● **Exercise**
From the rows below, pull out each line that contains the word "small", treating uppercase and lowercase as distinct.

Object position labeling rows
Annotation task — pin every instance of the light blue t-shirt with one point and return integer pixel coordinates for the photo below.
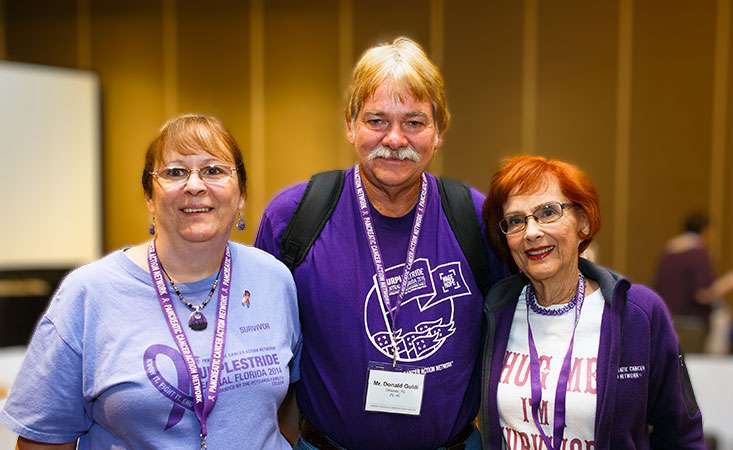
(102, 365)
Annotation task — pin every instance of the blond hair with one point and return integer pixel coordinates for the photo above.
(403, 61)
(190, 134)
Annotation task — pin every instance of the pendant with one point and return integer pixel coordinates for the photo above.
(197, 321)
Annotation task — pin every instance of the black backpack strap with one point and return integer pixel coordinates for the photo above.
(461, 213)
(314, 210)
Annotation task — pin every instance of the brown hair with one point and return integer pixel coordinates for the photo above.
(190, 134)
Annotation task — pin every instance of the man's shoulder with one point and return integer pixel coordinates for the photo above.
(283, 205)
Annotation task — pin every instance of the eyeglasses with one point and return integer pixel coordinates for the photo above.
(214, 174)
(547, 213)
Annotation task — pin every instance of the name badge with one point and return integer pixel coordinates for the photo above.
(393, 390)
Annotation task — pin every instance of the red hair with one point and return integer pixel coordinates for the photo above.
(527, 174)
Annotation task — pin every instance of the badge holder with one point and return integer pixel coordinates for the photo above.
(395, 389)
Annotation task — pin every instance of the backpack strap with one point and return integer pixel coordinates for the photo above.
(461, 213)
(314, 210)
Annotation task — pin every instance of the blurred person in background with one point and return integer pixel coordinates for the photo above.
(576, 356)
(684, 272)
(150, 347)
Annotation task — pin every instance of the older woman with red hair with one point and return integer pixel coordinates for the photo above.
(576, 357)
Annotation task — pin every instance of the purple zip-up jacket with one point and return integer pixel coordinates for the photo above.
(657, 409)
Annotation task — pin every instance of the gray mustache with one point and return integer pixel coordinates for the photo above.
(404, 153)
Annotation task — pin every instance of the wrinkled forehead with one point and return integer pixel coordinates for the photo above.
(531, 192)
(196, 141)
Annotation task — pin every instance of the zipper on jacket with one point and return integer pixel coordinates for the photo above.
(488, 354)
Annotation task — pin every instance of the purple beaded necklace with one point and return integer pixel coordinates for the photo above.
(539, 309)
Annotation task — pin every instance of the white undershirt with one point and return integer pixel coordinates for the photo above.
(552, 337)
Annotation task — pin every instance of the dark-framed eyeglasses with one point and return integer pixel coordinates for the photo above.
(546, 213)
(177, 176)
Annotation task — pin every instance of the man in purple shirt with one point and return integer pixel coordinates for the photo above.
(390, 309)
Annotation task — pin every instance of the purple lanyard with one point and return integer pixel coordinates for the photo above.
(366, 219)
(203, 401)
(562, 381)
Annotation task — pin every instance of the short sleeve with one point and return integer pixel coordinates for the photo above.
(46, 403)
(297, 336)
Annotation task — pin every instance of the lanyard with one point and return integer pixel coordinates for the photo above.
(366, 219)
(562, 381)
(203, 401)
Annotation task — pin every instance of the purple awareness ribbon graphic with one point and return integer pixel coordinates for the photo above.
(202, 404)
(366, 219)
(562, 381)
(177, 394)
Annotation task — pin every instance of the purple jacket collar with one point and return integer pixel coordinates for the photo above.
(499, 309)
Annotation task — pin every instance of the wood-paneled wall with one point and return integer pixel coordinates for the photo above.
(635, 92)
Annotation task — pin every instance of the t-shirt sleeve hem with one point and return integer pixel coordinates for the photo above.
(48, 438)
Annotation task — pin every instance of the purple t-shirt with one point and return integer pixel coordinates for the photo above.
(344, 323)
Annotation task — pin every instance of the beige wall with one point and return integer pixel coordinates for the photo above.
(635, 92)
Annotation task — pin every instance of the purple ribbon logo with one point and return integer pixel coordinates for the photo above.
(180, 394)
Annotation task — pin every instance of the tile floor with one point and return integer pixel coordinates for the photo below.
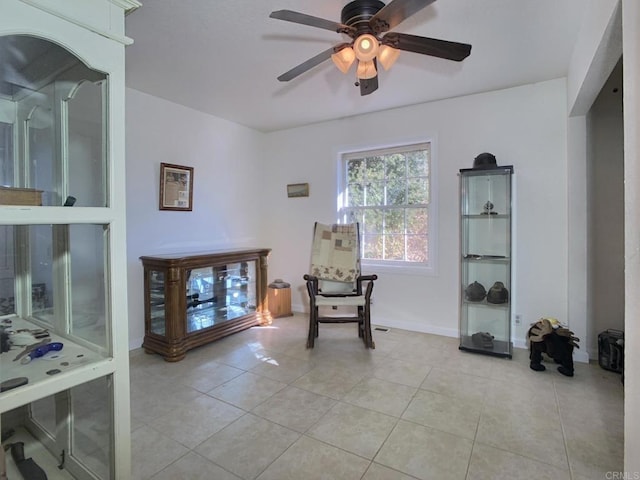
(259, 405)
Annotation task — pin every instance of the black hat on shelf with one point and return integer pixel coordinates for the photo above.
(475, 292)
(485, 160)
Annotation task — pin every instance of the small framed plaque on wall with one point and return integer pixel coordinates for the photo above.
(176, 187)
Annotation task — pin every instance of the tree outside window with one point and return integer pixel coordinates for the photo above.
(388, 193)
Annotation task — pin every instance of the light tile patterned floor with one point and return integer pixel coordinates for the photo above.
(259, 405)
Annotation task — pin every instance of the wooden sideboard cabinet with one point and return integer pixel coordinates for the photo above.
(194, 298)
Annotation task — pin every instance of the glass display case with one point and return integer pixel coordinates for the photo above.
(193, 299)
(485, 250)
(64, 367)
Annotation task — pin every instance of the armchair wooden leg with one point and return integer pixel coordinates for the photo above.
(313, 327)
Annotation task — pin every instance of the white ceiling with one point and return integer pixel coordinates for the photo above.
(222, 57)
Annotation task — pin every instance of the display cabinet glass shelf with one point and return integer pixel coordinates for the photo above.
(63, 297)
(195, 298)
(485, 251)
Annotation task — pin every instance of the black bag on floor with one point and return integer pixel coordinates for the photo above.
(611, 350)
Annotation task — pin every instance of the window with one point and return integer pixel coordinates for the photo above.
(388, 192)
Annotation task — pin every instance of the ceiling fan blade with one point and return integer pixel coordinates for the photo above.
(428, 46)
(309, 64)
(394, 13)
(368, 86)
(304, 19)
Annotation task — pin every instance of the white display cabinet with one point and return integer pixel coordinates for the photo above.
(63, 300)
(485, 251)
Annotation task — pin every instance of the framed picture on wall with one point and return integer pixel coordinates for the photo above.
(176, 187)
(298, 190)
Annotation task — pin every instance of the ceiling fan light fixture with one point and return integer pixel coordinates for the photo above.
(344, 59)
(366, 47)
(387, 56)
(366, 70)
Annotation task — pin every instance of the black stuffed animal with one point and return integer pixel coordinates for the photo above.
(558, 343)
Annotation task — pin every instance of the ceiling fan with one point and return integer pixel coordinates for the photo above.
(364, 21)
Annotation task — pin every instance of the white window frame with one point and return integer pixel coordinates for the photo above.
(428, 268)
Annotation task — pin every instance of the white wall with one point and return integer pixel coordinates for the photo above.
(227, 187)
(631, 87)
(524, 127)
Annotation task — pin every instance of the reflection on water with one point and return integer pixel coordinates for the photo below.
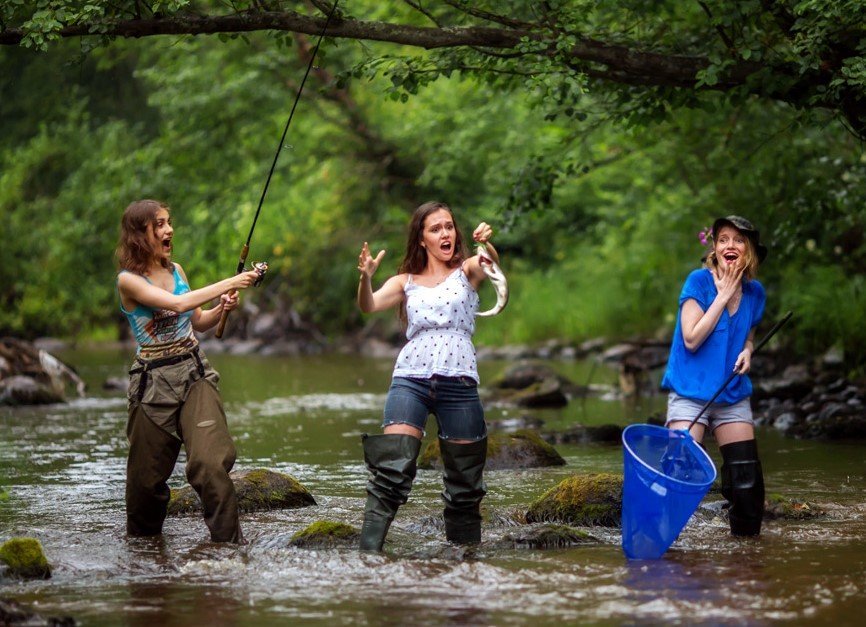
(64, 466)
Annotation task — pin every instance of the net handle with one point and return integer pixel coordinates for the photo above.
(735, 373)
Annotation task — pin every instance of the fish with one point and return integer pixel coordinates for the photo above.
(497, 278)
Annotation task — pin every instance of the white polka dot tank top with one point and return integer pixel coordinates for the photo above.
(441, 324)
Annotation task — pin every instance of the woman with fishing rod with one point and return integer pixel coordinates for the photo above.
(173, 396)
(436, 373)
(720, 306)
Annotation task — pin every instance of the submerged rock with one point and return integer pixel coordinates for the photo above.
(548, 536)
(780, 507)
(505, 451)
(12, 613)
(327, 534)
(30, 376)
(581, 434)
(257, 490)
(25, 558)
(530, 384)
(582, 500)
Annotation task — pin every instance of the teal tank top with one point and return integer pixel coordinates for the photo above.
(161, 332)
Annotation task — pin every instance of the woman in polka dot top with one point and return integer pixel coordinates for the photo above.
(436, 373)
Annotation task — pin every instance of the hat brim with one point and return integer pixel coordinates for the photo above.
(753, 234)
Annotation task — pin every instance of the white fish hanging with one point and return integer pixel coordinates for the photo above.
(497, 278)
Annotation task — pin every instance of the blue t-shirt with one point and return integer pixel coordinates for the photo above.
(698, 375)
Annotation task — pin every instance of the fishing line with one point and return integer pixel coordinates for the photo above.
(246, 247)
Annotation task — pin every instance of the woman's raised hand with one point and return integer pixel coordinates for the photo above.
(245, 279)
(367, 265)
(727, 279)
(482, 233)
(229, 301)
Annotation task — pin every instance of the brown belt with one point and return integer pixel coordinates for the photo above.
(159, 363)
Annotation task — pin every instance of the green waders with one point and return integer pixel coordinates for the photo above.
(178, 404)
(743, 486)
(392, 461)
(464, 489)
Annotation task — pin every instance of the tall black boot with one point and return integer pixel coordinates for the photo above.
(743, 486)
(464, 489)
(391, 459)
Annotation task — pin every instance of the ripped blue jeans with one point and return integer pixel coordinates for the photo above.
(452, 400)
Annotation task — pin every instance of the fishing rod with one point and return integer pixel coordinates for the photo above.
(263, 266)
(763, 341)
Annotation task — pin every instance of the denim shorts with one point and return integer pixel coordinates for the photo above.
(452, 400)
(681, 408)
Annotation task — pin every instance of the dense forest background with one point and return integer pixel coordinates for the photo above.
(597, 138)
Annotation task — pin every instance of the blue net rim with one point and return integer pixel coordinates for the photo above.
(682, 434)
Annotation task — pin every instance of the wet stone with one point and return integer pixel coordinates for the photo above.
(12, 613)
(548, 536)
(583, 500)
(325, 534)
(24, 557)
(780, 507)
(259, 489)
(505, 451)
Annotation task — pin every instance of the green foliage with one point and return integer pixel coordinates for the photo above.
(596, 182)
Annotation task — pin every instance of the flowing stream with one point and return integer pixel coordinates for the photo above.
(63, 469)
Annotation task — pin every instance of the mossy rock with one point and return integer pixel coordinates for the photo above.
(521, 449)
(548, 536)
(327, 534)
(259, 489)
(25, 558)
(582, 500)
(12, 613)
(780, 507)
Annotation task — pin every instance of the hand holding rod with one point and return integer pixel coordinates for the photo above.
(246, 248)
(763, 341)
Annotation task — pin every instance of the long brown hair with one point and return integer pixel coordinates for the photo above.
(135, 251)
(415, 259)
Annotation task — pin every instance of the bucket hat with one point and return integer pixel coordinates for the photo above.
(746, 228)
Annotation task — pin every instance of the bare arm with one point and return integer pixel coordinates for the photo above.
(697, 324)
(204, 319)
(135, 290)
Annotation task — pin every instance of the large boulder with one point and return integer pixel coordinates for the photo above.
(24, 557)
(505, 451)
(325, 534)
(257, 490)
(30, 376)
(582, 500)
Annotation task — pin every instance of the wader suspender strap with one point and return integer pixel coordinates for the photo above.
(165, 361)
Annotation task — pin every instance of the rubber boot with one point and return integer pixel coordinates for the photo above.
(743, 486)
(392, 461)
(464, 489)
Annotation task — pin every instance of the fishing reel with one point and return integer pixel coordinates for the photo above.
(261, 267)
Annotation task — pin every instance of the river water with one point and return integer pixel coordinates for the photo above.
(63, 470)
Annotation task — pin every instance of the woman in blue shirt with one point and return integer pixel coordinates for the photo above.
(720, 306)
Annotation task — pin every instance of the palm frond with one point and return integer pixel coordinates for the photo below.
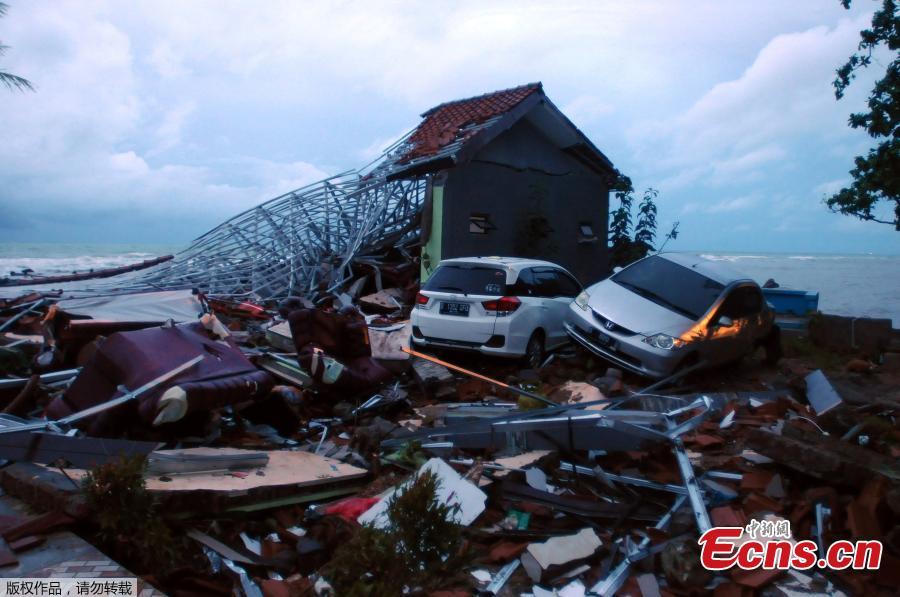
(14, 82)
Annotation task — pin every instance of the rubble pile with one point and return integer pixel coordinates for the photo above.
(303, 449)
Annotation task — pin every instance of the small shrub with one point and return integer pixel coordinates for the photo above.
(129, 524)
(418, 550)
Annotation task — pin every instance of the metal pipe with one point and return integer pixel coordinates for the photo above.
(495, 382)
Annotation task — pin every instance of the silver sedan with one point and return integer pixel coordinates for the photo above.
(670, 311)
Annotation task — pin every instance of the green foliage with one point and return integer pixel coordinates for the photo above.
(10, 80)
(876, 176)
(419, 549)
(623, 248)
(130, 525)
(645, 230)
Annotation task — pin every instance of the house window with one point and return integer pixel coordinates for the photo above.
(480, 224)
(586, 233)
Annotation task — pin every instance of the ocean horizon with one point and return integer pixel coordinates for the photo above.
(856, 285)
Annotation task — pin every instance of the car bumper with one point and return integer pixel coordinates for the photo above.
(630, 353)
(502, 351)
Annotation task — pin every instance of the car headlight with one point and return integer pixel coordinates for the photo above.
(664, 341)
(582, 299)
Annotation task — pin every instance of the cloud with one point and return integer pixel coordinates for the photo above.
(587, 108)
(148, 115)
(737, 204)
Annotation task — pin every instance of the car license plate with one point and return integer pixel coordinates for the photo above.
(601, 338)
(458, 309)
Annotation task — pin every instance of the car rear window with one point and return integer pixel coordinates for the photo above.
(670, 285)
(468, 279)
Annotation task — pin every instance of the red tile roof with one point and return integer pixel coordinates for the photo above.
(442, 123)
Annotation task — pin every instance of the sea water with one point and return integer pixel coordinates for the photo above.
(854, 285)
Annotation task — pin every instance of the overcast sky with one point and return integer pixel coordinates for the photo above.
(154, 121)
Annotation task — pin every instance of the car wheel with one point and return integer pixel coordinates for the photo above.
(534, 350)
(772, 344)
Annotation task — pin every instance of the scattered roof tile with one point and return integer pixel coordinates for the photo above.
(445, 124)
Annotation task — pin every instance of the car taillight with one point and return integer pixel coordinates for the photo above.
(502, 306)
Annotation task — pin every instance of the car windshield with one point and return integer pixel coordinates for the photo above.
(671, 285)
(467, 278)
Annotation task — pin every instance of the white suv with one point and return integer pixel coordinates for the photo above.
(505, 306)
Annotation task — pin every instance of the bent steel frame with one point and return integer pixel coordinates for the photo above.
(302, 243)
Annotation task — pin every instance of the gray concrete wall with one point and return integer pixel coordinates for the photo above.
(517, 180)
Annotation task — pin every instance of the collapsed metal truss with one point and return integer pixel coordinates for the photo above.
(302, 243)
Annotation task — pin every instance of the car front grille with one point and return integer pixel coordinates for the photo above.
(611, 326)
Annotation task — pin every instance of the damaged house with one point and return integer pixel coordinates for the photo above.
(511, 175)
(504, 173)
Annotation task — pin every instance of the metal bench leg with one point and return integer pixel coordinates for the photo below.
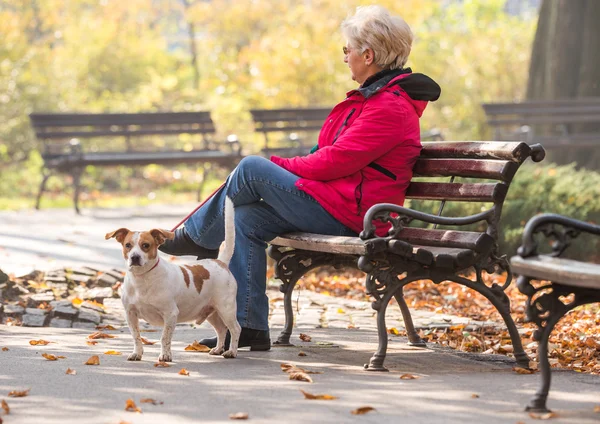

● **Solution for this task**
Annotation task — pin every instance of the small framed plaque on wall with one point and return integer pixel coordinates for the photo above.
Annotation task — pin every instance of the small shrub with one point and return integer pixel coordinates for the photo above.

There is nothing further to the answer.